## START The records

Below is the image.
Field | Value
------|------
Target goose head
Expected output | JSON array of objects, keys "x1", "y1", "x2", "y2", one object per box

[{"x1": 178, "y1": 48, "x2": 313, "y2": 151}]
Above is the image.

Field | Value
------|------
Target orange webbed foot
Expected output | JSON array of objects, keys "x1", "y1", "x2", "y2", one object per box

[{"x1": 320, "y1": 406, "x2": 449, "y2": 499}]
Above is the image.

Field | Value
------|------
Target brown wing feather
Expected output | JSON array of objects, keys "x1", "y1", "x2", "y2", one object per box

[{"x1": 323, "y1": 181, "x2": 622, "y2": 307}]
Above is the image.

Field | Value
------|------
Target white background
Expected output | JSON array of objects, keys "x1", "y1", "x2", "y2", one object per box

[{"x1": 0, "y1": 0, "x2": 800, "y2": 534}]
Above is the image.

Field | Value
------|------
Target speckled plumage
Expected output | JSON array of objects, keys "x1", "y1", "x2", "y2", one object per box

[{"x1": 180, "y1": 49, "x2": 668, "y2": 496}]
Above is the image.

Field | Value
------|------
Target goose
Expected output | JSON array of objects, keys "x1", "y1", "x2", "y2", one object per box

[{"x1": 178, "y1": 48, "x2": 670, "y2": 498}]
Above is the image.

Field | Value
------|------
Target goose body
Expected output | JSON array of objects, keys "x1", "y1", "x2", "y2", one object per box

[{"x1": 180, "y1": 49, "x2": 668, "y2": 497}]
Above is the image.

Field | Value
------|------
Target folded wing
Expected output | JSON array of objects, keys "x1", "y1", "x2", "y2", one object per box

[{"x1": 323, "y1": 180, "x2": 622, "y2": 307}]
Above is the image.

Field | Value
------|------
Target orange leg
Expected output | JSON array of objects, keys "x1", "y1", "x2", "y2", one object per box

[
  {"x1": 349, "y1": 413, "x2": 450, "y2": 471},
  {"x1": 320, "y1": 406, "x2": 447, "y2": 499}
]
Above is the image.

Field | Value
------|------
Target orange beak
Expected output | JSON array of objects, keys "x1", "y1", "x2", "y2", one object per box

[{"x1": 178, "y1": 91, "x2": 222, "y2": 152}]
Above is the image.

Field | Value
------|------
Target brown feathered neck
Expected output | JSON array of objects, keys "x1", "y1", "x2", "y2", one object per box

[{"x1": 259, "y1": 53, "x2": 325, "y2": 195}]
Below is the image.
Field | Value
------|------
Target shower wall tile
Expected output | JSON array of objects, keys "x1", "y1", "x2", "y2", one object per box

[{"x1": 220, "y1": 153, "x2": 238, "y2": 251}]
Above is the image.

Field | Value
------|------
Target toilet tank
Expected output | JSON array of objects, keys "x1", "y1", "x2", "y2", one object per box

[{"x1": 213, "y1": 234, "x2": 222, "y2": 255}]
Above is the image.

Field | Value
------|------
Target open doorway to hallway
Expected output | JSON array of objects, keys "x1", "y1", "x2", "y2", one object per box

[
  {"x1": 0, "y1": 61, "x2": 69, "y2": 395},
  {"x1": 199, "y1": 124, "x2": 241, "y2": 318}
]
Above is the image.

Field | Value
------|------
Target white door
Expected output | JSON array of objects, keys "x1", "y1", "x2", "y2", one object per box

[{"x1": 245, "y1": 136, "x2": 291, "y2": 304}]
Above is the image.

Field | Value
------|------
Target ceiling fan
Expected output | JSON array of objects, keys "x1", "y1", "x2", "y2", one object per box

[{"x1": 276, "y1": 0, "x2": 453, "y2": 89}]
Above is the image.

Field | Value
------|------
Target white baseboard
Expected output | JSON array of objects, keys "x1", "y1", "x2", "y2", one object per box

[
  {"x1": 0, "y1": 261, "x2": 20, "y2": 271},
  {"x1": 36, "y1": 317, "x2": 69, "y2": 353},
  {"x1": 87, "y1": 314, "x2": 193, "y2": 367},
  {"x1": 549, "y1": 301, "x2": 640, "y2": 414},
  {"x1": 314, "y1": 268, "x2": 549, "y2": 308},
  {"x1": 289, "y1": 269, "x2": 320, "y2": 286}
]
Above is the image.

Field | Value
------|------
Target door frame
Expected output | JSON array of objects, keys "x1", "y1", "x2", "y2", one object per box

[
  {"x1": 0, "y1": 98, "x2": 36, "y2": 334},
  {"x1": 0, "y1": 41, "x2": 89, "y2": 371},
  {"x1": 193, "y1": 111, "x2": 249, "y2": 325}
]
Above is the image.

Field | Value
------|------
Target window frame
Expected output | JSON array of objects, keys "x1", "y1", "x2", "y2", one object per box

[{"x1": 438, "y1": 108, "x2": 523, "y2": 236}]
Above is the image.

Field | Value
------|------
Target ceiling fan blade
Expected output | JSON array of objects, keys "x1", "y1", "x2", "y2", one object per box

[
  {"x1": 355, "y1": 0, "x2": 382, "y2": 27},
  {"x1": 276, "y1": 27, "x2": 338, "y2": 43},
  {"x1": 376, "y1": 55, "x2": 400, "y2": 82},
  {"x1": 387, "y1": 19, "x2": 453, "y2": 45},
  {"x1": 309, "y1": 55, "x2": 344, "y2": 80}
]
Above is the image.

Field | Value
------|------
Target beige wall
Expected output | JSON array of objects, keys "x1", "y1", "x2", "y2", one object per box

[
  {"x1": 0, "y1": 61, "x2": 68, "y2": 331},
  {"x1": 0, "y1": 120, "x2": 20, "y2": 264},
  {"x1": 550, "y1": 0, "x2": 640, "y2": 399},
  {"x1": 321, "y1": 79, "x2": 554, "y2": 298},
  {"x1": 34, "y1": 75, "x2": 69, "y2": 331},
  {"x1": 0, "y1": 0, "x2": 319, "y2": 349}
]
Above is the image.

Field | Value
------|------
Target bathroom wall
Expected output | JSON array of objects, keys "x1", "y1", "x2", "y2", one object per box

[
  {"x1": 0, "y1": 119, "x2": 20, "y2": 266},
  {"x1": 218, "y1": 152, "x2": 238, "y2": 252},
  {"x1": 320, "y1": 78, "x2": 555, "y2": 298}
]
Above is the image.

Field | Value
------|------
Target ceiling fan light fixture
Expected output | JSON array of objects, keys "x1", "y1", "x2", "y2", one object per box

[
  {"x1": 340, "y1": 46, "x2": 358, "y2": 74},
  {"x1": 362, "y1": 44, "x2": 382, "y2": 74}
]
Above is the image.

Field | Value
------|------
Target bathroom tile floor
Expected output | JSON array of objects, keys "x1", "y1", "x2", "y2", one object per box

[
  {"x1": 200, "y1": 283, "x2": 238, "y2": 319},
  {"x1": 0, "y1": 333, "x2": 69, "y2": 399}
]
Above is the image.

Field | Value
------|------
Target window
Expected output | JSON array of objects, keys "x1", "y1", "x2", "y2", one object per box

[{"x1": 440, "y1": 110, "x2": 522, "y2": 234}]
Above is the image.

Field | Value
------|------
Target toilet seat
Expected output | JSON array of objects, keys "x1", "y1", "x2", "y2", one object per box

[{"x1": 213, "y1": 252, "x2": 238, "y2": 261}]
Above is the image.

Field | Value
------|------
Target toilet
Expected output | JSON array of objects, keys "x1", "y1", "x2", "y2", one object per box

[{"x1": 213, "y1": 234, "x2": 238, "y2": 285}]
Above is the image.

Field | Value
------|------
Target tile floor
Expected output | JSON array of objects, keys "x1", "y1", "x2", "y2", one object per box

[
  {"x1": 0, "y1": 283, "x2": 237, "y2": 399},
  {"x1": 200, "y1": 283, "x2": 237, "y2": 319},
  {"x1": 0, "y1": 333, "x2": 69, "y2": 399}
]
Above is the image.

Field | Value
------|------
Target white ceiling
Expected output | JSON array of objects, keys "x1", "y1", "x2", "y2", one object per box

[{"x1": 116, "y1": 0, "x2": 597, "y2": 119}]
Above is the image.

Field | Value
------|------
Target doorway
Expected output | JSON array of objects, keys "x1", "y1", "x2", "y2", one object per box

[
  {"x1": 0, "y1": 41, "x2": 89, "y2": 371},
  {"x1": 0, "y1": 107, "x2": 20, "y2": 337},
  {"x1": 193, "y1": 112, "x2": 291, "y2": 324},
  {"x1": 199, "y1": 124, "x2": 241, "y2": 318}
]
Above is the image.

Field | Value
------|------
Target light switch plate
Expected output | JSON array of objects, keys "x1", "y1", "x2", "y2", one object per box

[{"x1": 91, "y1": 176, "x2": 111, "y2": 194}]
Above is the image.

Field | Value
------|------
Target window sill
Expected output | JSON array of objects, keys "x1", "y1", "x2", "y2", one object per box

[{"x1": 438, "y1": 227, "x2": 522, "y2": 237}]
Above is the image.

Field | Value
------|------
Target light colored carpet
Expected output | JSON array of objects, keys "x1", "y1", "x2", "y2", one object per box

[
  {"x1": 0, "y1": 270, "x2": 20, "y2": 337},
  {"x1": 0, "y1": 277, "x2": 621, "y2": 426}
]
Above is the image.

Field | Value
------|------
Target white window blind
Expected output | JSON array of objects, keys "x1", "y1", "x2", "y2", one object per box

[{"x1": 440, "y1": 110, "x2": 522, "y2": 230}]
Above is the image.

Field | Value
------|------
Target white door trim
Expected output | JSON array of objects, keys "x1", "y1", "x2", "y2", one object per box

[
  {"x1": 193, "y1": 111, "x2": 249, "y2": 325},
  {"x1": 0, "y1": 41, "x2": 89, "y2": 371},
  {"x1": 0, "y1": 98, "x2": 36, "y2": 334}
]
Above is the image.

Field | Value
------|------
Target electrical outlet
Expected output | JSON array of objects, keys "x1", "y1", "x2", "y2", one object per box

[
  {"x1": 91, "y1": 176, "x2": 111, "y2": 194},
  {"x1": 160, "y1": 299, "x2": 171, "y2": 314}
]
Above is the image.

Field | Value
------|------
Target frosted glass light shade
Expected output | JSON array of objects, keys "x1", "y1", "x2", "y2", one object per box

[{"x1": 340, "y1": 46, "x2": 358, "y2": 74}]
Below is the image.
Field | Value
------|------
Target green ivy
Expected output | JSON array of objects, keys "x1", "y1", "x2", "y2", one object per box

## END The records

Problem details
Extract every line in the rows above that contains the word "frame".

Result of this task
Target door frame
Target window frame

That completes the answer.